[Start of Attachment]

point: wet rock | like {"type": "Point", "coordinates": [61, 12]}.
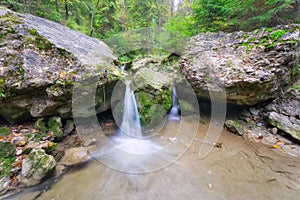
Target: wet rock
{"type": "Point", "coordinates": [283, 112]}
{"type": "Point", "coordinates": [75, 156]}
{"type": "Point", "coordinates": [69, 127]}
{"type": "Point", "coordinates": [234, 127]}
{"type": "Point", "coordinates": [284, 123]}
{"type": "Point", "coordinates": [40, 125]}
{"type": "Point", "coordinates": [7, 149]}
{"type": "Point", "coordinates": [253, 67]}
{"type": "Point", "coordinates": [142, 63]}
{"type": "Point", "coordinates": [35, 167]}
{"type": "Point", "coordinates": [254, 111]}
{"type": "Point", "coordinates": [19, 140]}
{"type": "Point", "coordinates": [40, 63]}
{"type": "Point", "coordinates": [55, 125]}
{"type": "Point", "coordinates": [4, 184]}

[End of Attachment]
[Start of Attachment]

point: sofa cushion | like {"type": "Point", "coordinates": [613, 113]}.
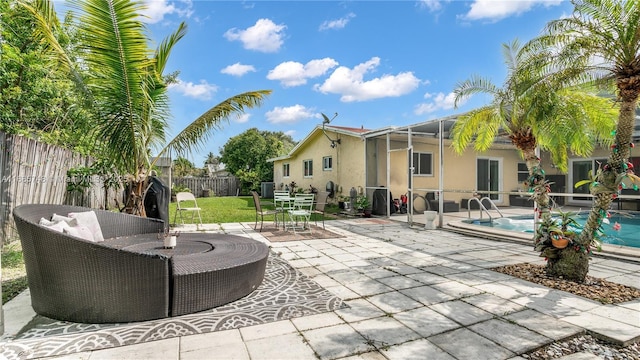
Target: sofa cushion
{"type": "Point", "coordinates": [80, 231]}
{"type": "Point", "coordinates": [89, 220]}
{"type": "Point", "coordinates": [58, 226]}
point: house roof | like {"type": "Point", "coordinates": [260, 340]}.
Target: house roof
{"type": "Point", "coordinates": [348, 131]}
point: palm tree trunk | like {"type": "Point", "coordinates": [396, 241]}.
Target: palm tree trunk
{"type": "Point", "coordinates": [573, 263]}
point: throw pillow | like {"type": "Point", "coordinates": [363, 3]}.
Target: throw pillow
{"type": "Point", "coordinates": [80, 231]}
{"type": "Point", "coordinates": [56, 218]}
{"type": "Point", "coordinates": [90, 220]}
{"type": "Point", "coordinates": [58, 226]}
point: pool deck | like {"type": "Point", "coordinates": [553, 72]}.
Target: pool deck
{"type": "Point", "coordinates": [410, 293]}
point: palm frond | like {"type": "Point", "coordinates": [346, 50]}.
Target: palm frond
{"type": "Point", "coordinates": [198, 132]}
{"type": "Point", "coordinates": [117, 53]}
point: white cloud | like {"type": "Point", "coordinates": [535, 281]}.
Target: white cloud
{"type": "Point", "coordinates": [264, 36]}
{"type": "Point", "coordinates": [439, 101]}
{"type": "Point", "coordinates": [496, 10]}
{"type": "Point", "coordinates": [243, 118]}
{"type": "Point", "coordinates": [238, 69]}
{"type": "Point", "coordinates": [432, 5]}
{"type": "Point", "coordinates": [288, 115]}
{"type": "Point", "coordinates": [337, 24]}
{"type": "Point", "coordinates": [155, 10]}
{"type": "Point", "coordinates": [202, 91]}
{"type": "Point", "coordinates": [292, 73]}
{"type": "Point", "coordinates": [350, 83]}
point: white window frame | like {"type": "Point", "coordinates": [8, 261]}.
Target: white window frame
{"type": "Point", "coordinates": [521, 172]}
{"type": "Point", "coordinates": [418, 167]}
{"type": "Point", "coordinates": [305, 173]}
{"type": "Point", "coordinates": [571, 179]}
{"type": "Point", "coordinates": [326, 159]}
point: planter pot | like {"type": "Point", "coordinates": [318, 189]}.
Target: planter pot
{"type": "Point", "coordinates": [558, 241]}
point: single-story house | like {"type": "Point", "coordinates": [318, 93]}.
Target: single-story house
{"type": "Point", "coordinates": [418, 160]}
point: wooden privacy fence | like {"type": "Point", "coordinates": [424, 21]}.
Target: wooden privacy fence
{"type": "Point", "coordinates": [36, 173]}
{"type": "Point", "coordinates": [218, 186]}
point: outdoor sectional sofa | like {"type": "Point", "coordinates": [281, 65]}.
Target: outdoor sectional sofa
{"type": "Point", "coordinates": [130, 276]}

[End of Attachment]

Work order ▸ From the data above, reproduce word for word the lines running from the line with "Target: throw pillow" to the line with "point: pool deck", ends included.

Exercise answer ▸
Target: throw pillow
{"type": "Point", "coordinates": [80, 231]}
{"type": "Point", "coordinates": [56, 218]}
{"type": "Point", "coordinates": [90, 220]}
{"type": "Point", "coordinates": [58, 226]}
point: pool deck | like {"type": "Point", "coordinates": [553, 72]}.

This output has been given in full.